From the data, return each line holding the word "rock".

• Saved entries
= = = = =
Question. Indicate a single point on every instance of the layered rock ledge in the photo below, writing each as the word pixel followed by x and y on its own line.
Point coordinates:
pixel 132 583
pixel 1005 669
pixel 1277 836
= = = = =
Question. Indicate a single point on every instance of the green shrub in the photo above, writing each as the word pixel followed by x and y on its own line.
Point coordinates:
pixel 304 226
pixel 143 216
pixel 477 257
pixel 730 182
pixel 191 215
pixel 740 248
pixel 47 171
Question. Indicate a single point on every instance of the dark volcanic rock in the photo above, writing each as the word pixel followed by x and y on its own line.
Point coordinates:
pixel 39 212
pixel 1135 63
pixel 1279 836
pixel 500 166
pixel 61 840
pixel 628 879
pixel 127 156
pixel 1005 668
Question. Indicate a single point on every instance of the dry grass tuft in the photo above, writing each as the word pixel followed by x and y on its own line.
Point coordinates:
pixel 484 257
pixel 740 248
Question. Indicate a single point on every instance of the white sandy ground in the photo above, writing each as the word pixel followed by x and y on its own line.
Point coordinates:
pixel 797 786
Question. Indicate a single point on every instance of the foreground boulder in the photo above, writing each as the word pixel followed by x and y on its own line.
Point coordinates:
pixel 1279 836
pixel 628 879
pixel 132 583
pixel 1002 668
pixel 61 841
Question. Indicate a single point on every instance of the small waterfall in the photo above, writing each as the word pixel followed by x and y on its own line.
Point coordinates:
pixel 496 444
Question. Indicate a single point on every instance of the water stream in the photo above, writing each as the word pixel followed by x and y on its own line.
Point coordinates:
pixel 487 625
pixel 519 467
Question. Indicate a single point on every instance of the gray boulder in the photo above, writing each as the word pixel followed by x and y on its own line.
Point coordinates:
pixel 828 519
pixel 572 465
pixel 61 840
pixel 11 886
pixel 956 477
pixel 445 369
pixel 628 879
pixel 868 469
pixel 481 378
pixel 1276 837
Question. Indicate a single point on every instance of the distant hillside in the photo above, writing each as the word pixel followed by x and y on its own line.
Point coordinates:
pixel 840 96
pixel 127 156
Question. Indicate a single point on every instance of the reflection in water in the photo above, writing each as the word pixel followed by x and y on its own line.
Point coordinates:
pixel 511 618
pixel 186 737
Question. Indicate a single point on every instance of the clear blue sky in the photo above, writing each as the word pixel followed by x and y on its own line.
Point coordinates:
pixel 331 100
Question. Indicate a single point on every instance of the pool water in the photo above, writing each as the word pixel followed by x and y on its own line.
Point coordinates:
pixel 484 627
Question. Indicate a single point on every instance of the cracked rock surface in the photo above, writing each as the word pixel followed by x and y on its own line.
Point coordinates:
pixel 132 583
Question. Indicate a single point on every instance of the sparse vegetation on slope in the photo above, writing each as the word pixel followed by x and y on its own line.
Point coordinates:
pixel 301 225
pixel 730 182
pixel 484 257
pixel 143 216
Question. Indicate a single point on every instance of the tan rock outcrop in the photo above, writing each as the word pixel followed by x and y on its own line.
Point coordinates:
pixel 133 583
= = = = =
• EXPECTED OUTPUT
Question. Indicate a single point on every instance of the layered rock ledge in the photo below, writing each as the word pixel followed by x and y on its own line.
Question. Indicate a single point on every instance of the dark volcanic rock in the photo above, writing each as the word pixel followed by x and y on its own line.
Question. Indicate a single point on every instance of the cracked rock surface in the photo above, writing each as the word pixel followed by x and y on its own line.
Question. Indicate a single point on every instance of the tan rock outcrop in the photo above, writing each as the word pixel followed by x and y on its own line.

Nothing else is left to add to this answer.